**Tus instrucciones**
Contesta estas preguntas sobre el fragmento del Evangelio según san Lucas:
1. ¿A qué domingo corresponde este evangelio?
2. ¿Qué niegan los saduceos?
3. ¿Cuántos hermanos aparecen en el caso que los saduceos le plantean a Jesús?

**Fragmento del documento**
-*-

75. VIVIR PARA SIEMPRE – CREER EN LA PALABRA VIVA
EVANGELIO DEL DOMINGO DE LA SEMANA XXXII DEL TIEMPO ORDINARIO (C)
Dios no es Dios de muertos, sino de vivos.
+ Del santo Evangelio según san Lucas: 20, 27-38
En aquel tiempo, se acercaron a Jesús algunos saduceos. Como los saduceos niegan la resurrección de los muertos, le preguntaron: “Maestro, Moisés nos dejó escrito que si alguno tiene un hermano casado que muere sin haber tenido hijos, se case con la viuda para dar descendencia a su hermano. Hubo una vez siete hermanos, el mayor de los cuales se casó y murió sin dejar hijos. El segundo, el tercero y los demás, hasta el séptimo, tomaron por esposa a la viuda y todos murieron sin dejar sucesión. Por fin murió también la viuda. Ahora bien, cuando llegue la resurrección, ¿de cuál de ellos será esposa la mujer, pues los siete estuvieron casados con ella?”.

-*-

**Conjunto de registros**
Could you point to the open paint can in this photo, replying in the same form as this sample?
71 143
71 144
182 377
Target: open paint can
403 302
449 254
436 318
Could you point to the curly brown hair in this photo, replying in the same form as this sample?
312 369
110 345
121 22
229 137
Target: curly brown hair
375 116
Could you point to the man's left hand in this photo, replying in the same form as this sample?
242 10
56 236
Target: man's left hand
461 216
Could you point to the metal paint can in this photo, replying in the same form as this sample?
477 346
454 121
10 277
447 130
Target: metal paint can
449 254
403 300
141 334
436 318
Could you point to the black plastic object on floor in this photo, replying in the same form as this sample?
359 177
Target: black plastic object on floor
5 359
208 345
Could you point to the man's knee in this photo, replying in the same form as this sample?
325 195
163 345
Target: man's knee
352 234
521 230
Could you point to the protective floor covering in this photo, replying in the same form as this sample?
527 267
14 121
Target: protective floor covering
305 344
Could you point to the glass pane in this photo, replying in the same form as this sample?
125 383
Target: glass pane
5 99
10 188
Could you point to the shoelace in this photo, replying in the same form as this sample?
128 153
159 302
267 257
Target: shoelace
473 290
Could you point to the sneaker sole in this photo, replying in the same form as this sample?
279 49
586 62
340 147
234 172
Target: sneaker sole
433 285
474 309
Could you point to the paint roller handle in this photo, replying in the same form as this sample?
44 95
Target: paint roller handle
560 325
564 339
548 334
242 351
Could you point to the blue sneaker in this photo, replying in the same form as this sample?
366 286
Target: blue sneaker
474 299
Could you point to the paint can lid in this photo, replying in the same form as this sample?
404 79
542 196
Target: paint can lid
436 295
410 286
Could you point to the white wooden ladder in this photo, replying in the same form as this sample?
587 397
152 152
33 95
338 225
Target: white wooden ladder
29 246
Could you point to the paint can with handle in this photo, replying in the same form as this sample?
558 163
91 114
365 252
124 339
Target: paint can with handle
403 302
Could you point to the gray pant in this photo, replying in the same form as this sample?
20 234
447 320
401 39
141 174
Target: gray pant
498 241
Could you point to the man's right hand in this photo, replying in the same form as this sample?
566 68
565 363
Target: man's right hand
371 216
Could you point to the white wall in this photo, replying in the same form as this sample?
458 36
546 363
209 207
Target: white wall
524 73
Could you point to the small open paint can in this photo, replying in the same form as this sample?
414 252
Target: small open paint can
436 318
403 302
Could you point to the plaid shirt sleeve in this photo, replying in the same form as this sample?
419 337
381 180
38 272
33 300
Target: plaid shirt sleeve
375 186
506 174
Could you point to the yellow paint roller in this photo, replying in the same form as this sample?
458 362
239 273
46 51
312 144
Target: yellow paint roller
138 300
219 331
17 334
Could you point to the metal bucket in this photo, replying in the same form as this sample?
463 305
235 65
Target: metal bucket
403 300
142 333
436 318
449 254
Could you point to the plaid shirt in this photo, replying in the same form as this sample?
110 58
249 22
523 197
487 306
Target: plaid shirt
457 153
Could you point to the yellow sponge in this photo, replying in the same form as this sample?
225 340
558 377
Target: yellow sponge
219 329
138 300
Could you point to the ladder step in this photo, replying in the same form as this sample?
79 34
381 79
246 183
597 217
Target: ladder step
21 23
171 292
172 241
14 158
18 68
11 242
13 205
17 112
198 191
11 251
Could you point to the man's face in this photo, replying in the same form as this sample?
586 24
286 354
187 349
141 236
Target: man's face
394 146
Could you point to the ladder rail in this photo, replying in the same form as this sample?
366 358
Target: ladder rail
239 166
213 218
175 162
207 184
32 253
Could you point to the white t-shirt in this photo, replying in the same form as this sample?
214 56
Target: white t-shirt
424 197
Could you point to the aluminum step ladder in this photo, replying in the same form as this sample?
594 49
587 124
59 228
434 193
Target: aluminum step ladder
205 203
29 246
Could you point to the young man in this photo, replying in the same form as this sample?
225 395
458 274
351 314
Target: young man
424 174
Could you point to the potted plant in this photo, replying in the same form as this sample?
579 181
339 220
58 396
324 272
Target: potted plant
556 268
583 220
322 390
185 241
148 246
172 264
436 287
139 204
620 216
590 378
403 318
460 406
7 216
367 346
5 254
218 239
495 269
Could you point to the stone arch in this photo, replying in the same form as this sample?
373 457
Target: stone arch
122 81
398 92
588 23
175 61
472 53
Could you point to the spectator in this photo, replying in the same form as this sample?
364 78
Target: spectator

-*-

**Solución del ejercicio**
1. Al domingo de la semana XXXII del tiempo ordinario (C).
2. La resurrección de los muertos.
3. Siete.